--- Dataset ---
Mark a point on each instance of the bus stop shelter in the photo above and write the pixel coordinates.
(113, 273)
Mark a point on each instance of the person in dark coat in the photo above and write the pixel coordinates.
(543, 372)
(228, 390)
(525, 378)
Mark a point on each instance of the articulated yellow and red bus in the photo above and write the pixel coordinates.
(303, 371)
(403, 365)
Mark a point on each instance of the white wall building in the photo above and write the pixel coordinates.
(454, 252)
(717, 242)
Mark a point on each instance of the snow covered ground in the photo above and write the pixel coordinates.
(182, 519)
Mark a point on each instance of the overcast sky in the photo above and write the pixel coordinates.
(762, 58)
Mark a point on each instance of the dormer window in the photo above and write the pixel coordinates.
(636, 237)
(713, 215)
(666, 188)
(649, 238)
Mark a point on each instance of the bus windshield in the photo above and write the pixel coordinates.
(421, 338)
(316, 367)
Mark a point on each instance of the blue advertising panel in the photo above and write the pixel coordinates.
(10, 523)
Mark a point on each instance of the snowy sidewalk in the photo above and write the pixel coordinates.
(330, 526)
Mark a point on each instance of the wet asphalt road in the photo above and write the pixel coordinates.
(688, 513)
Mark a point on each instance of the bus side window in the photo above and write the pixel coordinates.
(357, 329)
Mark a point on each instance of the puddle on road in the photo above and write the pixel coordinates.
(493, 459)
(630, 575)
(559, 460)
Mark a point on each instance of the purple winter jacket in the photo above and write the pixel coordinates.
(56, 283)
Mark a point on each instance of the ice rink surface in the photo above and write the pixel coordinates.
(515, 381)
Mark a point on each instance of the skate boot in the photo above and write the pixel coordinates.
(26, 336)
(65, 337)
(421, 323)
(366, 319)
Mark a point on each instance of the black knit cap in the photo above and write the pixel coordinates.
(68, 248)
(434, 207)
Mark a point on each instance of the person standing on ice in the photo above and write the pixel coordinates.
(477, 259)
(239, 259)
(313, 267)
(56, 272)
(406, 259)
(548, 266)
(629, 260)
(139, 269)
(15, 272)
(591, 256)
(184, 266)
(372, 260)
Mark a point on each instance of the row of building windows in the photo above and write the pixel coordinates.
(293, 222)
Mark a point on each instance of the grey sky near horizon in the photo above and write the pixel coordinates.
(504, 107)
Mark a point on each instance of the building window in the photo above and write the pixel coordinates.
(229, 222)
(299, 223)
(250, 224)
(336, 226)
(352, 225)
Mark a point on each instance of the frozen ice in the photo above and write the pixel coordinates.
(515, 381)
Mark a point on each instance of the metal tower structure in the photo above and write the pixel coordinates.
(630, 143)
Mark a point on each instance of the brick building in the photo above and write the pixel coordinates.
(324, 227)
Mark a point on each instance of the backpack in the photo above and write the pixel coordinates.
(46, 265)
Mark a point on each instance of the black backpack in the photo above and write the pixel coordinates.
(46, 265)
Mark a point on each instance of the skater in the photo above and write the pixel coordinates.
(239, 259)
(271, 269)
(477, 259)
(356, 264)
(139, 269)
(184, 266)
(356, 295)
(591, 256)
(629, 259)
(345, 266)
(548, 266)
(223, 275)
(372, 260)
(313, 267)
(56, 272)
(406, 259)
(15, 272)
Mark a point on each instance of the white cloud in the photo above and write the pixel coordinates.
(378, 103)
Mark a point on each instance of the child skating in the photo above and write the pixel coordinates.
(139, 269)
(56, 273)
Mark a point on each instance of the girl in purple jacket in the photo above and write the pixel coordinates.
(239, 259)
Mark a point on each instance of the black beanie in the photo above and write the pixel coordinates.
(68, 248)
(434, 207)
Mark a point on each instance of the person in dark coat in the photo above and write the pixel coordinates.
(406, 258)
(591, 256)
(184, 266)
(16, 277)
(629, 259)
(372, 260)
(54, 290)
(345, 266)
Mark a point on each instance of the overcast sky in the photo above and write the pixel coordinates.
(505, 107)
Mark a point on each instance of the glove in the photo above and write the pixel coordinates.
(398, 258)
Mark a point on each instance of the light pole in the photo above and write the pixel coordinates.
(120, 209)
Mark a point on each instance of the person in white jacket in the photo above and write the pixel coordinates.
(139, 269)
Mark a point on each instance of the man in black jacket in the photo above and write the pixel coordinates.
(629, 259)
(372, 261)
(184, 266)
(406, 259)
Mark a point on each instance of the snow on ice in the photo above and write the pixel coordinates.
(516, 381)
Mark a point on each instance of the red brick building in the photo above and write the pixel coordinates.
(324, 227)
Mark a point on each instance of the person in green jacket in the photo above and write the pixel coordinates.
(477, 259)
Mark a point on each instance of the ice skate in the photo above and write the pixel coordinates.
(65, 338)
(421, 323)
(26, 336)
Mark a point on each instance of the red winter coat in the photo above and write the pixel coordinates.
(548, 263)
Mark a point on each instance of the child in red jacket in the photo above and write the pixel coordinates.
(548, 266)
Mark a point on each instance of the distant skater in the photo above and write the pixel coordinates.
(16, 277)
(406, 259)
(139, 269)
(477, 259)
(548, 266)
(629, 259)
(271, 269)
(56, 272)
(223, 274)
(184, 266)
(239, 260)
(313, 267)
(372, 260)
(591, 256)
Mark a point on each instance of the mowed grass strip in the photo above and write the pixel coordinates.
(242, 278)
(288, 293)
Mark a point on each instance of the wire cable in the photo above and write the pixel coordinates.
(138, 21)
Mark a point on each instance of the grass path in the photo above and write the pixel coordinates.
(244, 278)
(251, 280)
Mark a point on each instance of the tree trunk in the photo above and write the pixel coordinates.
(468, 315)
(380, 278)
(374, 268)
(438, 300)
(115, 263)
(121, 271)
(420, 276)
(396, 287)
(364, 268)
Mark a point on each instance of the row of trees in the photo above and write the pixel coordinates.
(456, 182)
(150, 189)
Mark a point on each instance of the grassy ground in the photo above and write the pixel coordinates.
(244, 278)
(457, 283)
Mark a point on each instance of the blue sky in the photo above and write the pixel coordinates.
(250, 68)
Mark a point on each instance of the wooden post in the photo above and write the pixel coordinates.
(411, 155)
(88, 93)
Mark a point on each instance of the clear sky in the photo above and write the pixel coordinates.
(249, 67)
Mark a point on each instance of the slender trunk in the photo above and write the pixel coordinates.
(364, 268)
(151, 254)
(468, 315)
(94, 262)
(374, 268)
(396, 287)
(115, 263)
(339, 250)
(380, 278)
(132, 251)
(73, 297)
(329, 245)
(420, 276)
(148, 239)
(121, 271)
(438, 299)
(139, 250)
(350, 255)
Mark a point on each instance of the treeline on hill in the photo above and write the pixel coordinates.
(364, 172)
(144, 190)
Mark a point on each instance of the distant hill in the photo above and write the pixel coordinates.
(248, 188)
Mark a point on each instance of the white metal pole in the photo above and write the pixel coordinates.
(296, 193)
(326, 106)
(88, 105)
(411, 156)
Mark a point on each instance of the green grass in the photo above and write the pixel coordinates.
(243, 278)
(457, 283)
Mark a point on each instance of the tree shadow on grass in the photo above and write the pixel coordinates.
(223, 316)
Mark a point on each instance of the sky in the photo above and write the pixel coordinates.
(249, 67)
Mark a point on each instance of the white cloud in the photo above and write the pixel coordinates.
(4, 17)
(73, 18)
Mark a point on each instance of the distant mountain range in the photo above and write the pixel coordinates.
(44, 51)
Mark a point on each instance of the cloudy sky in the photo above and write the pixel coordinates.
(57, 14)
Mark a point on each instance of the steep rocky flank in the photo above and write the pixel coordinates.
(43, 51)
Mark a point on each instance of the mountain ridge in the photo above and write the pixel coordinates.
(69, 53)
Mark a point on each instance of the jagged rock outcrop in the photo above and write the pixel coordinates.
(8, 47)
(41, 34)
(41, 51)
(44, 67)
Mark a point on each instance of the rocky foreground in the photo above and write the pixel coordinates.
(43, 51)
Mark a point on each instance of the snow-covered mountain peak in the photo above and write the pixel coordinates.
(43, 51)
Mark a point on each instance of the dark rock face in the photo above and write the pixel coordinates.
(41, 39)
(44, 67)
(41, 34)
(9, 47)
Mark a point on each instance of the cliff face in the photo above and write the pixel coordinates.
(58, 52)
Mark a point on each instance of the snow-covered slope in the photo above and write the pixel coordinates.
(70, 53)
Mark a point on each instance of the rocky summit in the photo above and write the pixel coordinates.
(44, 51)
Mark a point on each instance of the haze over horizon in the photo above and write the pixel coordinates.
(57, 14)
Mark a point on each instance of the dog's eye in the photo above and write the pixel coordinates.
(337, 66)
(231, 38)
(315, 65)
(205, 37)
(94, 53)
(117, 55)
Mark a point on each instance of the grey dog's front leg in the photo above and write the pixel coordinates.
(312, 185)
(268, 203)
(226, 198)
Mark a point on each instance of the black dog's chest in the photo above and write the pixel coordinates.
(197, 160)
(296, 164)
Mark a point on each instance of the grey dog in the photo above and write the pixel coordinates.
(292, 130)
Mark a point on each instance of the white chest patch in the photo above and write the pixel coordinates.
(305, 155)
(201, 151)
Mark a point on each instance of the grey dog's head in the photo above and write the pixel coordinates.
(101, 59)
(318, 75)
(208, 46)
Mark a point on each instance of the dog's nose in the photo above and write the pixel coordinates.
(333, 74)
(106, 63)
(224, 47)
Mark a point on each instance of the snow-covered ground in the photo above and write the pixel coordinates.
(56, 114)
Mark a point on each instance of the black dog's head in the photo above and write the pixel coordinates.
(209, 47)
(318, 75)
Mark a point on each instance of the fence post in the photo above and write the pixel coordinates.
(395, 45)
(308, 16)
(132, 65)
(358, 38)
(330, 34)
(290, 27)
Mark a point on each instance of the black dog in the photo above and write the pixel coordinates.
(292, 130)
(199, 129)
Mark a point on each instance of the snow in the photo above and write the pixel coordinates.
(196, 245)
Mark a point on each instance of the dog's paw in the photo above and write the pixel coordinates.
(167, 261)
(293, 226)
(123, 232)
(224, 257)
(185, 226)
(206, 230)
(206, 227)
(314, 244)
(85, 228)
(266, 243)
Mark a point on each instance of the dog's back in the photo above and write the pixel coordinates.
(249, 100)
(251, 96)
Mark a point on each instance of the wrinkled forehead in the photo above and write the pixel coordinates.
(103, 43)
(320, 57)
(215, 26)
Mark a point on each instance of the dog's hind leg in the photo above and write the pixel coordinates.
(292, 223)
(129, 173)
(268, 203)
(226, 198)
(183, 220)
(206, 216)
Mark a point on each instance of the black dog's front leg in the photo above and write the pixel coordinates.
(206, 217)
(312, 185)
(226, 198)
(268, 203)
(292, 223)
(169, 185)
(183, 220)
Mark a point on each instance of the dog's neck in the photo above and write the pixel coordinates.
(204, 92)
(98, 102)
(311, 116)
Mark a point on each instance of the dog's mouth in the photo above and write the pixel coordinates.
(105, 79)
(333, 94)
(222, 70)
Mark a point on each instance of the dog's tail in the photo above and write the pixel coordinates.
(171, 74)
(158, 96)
---
What you need to do: Convert the entries above, from the line containing "Mark a point on each instance of the dog's back" through the last line of the entries, into a JSON list of strings with one string per line, omitting any blank lines.

Result:
[
  "Mark a point on each instance of the dog's back in the photo above and write the pixel coordinates.",
  "(249, 100)",
  "(251, 96)",
  "Mark a point on each instance of the wrinkled forehead in the photo above and write the pixel coordinates.",
  "(103, 43)",
  "(320, 57)",
  "(215, 26)",
  "Mark a point on each instance of the dog's hind leg in the photo above and write the pixel coordinates.",
  "(292, 223)",
  "(129, 173)",
  "(268, 203)",
  "(226, 198)",
  "(183, 220)",
  "(206, 216)",
  "Mark a point on each instance of the black dog's front leg in the photo above and write the pixel coordinates.",
  "(206, 217)",
  "(312, 185)",
  "(226, 198)",
  "(268, 203)",
  "(292, 223)",
  "(169, 185)",
  "(183, 220)",
  "Mark a point on each instance of the dog's neck in the photo above and write the pixel coordinates.",
  "(204, 92)",
  "(98, 102)",
  "(311, 116)",
  "Mark a point on each instance of the dog's mouth in the photo above and write the pixel coordinates.",
  "(105, 79)",
  "(333, 94)",
  "(222, 70)",
  "Mark a point on each instance of the dog's tail in the photo above and write the pixel coordinates.",
  "(171, 74)",
  "(158, 96)"
]